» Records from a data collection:

○ ○ ○

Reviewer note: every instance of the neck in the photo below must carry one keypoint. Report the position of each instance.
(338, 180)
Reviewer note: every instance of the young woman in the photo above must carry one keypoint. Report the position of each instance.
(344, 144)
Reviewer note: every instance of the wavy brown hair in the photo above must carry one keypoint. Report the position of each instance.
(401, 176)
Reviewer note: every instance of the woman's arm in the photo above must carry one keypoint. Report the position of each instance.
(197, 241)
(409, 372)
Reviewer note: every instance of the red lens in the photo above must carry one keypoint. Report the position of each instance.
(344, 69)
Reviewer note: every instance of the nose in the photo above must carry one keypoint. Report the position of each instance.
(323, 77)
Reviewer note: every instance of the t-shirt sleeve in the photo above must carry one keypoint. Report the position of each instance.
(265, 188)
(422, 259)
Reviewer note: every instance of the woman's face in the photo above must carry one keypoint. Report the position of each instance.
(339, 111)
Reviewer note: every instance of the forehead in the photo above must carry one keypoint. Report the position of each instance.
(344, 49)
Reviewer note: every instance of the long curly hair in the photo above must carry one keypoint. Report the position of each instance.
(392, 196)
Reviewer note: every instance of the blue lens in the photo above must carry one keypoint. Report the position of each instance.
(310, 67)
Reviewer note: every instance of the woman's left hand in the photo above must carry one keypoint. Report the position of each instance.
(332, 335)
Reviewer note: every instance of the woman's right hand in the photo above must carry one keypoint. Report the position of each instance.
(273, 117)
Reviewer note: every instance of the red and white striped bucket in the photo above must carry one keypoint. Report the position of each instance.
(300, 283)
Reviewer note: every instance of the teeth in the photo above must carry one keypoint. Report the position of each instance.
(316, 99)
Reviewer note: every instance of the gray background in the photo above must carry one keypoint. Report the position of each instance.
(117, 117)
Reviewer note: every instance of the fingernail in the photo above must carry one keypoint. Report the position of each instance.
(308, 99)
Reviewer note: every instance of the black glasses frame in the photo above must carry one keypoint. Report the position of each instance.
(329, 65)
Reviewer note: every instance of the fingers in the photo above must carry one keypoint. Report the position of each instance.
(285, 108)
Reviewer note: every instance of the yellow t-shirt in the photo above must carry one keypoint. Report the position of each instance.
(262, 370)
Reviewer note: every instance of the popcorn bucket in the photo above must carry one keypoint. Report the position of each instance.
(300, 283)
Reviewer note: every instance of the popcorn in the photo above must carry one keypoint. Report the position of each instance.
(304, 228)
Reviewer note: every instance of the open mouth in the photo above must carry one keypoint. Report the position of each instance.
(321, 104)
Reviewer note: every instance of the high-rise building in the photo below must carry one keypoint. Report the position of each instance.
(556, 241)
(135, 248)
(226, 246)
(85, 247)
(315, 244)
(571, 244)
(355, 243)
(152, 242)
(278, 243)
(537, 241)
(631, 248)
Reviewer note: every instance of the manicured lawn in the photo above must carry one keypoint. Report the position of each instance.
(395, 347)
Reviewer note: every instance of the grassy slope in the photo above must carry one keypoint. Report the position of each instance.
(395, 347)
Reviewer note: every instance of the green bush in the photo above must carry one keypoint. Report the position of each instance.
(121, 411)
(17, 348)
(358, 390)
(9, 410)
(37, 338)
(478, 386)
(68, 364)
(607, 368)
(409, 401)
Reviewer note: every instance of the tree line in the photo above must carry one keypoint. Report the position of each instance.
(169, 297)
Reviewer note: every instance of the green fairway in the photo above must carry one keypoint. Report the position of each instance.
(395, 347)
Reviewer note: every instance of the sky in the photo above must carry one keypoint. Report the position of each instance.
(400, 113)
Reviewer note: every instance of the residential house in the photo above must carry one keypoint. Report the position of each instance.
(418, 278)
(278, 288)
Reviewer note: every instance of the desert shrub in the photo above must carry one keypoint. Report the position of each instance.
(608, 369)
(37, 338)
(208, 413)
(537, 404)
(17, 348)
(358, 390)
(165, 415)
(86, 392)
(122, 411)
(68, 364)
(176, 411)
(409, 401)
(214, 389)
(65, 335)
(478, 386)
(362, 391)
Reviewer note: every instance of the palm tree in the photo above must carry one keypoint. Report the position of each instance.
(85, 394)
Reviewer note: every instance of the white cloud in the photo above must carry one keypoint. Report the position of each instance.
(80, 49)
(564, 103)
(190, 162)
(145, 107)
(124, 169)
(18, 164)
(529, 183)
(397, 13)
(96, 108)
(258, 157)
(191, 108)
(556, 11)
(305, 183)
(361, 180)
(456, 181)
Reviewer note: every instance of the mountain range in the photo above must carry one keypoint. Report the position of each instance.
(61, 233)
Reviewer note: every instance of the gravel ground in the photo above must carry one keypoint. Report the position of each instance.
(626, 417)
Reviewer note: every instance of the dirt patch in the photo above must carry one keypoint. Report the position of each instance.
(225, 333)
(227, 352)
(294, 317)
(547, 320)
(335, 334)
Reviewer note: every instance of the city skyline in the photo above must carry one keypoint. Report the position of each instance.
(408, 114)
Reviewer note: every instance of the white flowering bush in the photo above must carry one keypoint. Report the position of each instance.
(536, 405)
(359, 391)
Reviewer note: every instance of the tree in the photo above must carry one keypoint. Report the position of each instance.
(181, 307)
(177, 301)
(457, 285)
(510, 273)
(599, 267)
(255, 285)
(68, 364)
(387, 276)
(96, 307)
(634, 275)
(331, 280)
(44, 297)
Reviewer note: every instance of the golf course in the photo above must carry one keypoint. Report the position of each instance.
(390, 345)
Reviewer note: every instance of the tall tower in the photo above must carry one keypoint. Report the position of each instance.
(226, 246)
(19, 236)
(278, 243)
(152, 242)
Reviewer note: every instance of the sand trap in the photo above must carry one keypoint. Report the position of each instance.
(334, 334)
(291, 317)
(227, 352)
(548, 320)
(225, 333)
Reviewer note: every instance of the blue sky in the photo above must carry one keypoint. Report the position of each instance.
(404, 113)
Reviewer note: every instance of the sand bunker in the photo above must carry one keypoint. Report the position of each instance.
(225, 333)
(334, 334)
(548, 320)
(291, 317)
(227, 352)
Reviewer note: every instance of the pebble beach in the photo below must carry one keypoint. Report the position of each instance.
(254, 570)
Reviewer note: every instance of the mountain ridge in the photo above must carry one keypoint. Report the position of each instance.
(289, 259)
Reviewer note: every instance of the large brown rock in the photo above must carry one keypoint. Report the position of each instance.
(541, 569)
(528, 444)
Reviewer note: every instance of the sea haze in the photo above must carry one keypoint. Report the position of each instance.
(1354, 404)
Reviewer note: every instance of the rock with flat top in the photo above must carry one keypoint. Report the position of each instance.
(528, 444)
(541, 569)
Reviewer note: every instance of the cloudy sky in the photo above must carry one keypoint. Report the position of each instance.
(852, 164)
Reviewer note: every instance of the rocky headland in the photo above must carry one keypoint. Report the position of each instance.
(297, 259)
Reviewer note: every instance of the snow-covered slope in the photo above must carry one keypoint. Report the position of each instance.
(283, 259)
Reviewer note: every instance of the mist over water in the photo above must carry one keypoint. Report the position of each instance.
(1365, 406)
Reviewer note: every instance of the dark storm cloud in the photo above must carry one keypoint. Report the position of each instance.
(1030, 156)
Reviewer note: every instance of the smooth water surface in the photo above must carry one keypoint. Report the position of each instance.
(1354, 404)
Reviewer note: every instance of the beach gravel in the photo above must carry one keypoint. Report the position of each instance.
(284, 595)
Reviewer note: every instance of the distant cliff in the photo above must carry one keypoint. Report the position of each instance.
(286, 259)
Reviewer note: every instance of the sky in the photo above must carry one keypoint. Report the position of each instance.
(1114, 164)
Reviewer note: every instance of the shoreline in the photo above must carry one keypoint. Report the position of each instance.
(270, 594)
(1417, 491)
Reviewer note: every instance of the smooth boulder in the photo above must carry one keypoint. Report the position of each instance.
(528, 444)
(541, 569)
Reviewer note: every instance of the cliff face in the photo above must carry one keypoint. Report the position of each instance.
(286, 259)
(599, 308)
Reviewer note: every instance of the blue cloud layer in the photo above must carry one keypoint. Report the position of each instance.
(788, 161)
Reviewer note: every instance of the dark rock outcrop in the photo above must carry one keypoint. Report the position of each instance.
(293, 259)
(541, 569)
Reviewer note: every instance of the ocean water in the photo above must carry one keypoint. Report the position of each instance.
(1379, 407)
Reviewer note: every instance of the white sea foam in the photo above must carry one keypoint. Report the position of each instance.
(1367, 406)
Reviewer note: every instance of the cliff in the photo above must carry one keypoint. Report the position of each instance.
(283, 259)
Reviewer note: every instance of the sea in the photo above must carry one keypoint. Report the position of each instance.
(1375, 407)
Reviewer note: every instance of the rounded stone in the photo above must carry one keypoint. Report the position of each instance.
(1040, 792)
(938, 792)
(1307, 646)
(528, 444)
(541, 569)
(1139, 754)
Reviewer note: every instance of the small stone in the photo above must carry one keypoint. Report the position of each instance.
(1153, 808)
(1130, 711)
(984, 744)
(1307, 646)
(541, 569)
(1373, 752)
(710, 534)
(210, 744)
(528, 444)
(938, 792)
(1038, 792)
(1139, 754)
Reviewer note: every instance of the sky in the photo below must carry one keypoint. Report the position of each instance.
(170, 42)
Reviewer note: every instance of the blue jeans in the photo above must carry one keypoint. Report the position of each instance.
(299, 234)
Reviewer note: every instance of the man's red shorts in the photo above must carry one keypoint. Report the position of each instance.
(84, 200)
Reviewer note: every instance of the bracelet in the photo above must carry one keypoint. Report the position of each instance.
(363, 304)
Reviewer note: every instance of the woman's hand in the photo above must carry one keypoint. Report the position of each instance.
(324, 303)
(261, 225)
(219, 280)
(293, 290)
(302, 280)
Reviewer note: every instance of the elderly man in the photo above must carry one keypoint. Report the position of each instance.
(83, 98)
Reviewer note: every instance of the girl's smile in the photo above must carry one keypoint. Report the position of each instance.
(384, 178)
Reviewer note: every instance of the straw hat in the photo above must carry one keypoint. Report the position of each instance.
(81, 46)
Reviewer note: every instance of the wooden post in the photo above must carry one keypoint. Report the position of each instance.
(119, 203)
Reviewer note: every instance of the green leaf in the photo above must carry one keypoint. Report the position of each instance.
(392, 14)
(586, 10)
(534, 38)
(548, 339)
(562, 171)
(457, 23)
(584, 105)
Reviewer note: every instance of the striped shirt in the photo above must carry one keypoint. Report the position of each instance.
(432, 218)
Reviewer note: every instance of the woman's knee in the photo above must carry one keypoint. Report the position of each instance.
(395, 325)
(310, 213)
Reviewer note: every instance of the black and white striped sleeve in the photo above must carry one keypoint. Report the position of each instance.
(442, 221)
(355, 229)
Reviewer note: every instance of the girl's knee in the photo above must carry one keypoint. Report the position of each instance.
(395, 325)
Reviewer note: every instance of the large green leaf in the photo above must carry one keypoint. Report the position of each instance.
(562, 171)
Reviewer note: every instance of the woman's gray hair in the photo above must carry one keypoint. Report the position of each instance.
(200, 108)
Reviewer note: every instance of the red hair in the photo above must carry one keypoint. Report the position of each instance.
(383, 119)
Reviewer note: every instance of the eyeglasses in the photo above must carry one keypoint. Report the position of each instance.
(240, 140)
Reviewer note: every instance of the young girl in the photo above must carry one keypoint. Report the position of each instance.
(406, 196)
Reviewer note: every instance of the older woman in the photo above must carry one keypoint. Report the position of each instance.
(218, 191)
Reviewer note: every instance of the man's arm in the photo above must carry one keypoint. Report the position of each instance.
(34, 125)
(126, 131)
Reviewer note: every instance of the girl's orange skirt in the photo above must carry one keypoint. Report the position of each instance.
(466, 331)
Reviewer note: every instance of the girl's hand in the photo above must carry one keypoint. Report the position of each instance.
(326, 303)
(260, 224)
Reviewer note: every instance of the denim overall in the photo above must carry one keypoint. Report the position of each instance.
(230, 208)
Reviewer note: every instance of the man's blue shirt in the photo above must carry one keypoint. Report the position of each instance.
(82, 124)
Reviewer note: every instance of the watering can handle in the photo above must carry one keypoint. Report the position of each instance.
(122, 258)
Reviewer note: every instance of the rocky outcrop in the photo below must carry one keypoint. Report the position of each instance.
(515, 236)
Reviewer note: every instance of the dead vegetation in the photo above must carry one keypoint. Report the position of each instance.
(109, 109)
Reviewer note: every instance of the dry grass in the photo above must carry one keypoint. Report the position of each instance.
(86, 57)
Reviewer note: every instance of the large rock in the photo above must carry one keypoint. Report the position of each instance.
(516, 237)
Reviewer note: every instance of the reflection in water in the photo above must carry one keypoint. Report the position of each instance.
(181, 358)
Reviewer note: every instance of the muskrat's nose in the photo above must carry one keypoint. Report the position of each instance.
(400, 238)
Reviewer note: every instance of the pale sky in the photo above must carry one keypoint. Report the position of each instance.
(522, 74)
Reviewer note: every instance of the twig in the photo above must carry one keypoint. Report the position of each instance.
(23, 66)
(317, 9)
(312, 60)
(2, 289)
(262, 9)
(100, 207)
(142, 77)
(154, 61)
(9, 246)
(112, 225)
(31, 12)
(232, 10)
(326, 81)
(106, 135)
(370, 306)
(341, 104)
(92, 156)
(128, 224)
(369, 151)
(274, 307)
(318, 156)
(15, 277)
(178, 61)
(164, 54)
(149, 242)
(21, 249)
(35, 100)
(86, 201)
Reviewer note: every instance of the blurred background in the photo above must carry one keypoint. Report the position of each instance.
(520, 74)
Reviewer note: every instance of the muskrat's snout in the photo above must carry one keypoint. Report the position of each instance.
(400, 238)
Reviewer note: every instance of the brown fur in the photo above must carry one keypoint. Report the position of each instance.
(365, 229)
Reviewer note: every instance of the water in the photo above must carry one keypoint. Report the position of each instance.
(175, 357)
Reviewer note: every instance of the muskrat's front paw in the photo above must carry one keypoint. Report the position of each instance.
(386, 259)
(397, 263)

○ ○ ○

What are the lines from the one with "Reviewer note: every instance of the blurred" through the end of the records above? Set them down exactly, both ends included, and nothing else.

» OUTPUT OF THE TASK:
Reviewer note: every instance of the blurred background in the photo above must carry one keypoint. Report the position of each instance.
(520, 74)
Reviewer note: every instance of the muskrat's snout in the photo above must carry one keypoint. Report the position of each instance.
(400, 238)
Reviewer note: every instance of the brown fur in the photo above must carry one keypoint. Report the position of each instance.
(365, 229)
Reviewer note: every instance of the water in the photo above must carry one keypoint. Report the position of each instance.
(175, 357)
Reviewer note: every instance of the muskrat's front paw in the photo above must carry one keypoint. Report the position of each instance.
(386, 259)
(397, 263)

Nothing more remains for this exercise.